◆ **Objectives**
a - In the Dürer text, which field does it name in particular for his mathematical examinations of art's theoretical foundations?
b - Write the next part of the Dürer text, picking up after its last sentence.

◆ **Page text**
-=-=-=-=-
ISBN: 978-1-63919-777-4

All rights reserved.

No part of this publication may be reproduced or adapted without the permission of the copyright holder, throughout the world. Unless otherwise specified, copyright on the works reproduced lies with the respective photographers, artists, heirs or estates. Despite intensive research, it has not always been possible to establish copyright ownership. Where this is the case, we would appreciate notification.

Contents

Introduction

Dürer’s Life

The Painter

The Woodcuts And Copper Engravings

A Selection Of Masterpieces With Commentary

The Drawings

Biography

Index

Self-portrait at 26, 1498. Oil on panel, 52 x 41 cm. Museo Nacional del Prado, Madrid, Spain.

INTRODUCTION

Albrecht Dürer is not simply the artist who created The Young Hare, The Great Piece of Turf or the Study of Hands, symbols of medieval art that have almost degenerated into kitsch. Among the artists of medieval Germany, Albrecht Dürer is without doubt one of the most outstanding figures. He was not only a painter, graphic artist, woodcarver and copper engraver; he was also notable because of his mathematical examinations of the theoretical foundations of art, in the field of geometry in particular, where the transition from the late Gothic style to the Renaissance became the most apparent.
-=-=-=-=-
[Pointing data excerpts]
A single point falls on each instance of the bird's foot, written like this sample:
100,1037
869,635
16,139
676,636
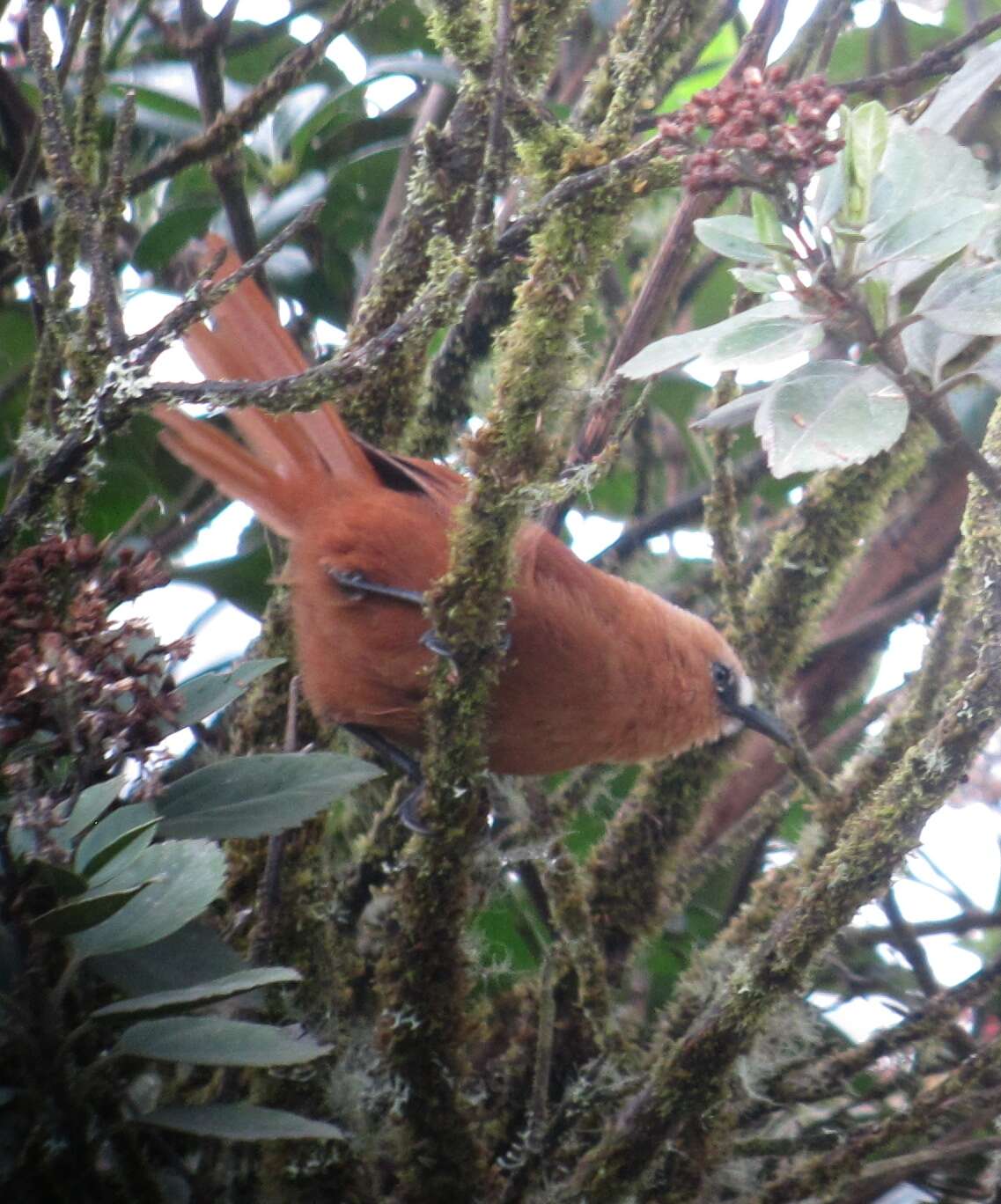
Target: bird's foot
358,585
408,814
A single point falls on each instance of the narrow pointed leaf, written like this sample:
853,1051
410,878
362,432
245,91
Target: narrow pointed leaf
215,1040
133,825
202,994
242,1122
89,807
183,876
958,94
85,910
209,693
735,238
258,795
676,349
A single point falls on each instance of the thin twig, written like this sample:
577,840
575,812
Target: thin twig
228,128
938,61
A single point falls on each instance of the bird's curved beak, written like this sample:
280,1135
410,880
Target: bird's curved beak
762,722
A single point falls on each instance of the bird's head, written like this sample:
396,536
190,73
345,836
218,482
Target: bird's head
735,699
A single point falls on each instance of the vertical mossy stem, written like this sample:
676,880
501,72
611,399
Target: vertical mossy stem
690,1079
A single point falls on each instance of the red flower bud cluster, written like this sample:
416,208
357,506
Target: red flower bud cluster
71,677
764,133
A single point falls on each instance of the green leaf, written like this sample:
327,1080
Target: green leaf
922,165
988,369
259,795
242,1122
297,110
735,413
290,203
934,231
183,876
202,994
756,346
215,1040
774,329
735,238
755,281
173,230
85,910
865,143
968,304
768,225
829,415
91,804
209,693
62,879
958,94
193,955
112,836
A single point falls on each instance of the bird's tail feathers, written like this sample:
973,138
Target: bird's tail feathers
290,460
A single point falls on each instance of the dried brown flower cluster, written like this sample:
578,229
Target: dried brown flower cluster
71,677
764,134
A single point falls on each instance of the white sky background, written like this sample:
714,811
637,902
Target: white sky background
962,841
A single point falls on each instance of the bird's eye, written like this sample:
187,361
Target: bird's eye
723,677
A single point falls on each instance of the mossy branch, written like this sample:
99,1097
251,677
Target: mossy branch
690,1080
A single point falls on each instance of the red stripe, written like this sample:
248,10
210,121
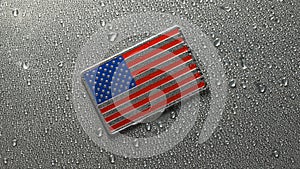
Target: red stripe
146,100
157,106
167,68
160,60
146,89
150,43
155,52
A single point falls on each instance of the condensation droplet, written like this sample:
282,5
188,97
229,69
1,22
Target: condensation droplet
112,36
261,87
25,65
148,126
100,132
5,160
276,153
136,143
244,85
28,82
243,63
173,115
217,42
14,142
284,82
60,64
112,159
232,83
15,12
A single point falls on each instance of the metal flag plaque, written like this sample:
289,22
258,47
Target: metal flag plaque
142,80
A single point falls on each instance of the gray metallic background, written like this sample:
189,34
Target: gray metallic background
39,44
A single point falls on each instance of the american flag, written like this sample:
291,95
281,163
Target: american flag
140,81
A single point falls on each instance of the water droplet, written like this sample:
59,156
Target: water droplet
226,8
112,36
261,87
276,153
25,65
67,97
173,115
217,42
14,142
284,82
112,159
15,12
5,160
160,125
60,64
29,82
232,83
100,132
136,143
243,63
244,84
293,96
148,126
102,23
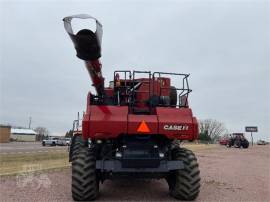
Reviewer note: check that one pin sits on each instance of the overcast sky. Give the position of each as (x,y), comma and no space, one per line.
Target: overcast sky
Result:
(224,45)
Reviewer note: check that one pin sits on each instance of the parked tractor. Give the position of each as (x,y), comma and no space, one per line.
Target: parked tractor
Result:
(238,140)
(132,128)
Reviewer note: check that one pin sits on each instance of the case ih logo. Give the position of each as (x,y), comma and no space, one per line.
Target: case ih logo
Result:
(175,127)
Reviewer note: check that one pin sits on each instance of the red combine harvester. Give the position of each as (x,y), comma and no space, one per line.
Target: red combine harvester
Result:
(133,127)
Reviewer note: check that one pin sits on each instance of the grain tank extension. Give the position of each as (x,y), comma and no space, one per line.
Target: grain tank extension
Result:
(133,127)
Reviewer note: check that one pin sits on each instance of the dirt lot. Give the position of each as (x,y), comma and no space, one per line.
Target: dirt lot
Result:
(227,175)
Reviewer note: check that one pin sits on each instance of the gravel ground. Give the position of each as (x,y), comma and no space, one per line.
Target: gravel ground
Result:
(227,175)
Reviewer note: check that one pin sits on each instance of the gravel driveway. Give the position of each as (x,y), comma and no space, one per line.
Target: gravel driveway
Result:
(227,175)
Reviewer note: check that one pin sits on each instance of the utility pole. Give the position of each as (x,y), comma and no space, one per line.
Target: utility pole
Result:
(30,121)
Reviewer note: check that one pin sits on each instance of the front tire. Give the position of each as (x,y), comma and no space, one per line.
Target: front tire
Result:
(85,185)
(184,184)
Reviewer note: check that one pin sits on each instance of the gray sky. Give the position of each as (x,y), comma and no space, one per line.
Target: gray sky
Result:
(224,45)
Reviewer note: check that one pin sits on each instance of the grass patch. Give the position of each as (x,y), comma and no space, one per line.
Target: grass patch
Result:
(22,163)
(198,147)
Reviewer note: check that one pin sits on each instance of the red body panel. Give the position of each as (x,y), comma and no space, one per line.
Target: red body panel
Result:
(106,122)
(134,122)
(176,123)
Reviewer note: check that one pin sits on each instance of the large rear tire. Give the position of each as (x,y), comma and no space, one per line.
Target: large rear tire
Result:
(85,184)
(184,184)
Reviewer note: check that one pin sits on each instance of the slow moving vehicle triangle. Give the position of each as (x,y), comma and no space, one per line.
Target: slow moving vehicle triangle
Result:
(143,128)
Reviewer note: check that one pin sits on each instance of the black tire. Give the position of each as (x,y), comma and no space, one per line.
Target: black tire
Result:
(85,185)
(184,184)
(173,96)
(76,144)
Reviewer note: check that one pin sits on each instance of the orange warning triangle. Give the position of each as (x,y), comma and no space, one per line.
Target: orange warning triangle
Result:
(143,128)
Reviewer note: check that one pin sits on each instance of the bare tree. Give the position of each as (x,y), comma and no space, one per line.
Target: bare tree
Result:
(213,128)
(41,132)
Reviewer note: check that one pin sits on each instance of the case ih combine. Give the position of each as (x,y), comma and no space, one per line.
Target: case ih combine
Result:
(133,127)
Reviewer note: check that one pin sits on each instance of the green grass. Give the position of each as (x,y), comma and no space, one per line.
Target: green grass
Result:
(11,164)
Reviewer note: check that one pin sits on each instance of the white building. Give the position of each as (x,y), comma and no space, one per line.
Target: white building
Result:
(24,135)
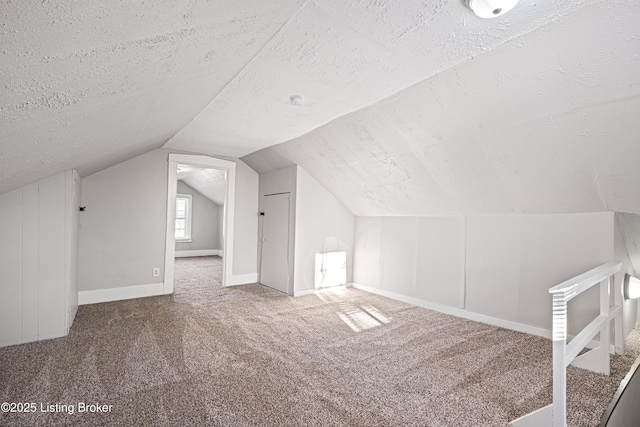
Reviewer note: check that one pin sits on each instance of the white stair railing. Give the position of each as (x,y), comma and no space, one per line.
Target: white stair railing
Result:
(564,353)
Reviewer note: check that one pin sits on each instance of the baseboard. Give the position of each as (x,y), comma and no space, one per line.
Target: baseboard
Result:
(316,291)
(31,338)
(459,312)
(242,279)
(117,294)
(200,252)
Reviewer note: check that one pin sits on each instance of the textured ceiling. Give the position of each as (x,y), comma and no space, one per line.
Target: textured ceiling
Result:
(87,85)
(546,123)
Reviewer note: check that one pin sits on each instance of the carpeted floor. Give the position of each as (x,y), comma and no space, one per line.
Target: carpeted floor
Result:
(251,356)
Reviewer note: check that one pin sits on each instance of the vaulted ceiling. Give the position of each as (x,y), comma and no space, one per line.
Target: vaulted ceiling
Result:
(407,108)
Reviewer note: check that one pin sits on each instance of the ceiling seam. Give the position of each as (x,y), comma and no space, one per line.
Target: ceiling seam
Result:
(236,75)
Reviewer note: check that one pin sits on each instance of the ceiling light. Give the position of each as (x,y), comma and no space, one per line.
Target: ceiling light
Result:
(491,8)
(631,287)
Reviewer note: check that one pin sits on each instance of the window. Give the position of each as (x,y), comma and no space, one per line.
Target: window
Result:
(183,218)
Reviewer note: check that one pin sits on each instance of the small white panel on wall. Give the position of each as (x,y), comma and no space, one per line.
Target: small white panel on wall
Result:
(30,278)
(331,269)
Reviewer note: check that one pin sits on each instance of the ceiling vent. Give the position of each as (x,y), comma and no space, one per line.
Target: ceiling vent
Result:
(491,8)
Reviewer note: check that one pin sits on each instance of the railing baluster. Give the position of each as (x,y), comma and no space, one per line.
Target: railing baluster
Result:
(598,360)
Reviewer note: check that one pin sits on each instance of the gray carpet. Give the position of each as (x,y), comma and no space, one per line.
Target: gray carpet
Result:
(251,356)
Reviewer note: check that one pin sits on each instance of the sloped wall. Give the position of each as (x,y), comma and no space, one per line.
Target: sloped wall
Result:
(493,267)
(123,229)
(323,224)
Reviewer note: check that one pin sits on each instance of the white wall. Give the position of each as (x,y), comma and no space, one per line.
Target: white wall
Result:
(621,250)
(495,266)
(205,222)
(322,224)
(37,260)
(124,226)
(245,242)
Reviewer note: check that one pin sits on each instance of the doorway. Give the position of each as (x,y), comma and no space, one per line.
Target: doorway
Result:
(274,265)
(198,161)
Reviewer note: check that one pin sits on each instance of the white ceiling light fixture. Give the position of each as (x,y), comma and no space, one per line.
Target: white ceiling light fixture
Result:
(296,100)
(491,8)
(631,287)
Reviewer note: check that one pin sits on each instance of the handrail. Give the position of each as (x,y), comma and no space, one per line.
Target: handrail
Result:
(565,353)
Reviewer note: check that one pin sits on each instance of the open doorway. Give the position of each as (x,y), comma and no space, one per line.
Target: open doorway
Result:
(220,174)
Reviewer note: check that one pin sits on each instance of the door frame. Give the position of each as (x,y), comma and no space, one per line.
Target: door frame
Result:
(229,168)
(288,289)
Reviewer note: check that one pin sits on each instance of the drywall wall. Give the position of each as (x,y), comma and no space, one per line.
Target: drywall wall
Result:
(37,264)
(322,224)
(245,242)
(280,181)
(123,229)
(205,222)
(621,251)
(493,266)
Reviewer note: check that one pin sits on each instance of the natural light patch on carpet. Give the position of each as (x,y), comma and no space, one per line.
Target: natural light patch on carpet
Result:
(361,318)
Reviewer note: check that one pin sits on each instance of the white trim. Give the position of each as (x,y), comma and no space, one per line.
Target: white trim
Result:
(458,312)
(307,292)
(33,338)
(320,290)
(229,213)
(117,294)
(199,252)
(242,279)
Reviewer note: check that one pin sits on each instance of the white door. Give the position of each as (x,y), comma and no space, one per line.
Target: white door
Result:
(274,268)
-=-=-=-=-
◆ **Outputs in order**
a - Geometry.

b -
Dürer’s continuous efforts to achieve perfection, together with the then common search for forms, rules and mathematical laws, in order to be able to transform these ideas onto paper and canvas, is reflected in his writings from the second half of his industrious life. He published in 1525 the Instructions on Measurement. There were Latin editions also, published in the years 1532, 1535 and 1605. Among many other items were the first instructions, written in German, on the construction of sundials. The astronomer Johannes Kepler (1571-1630) and the mathematician Galileo Galilei (1564-1642) relied on Dürer’s ideas. In the year of Dürer’s death saw the publication of his four books on human movement: Here are four books on human proportions, discovered and described by Albrecht Dürer of Nuremberg for use by all lovers of this art. In the first three volumes Dürer described and examined types of human bodies, and in the fourth volume he occupied himself with the study of motion.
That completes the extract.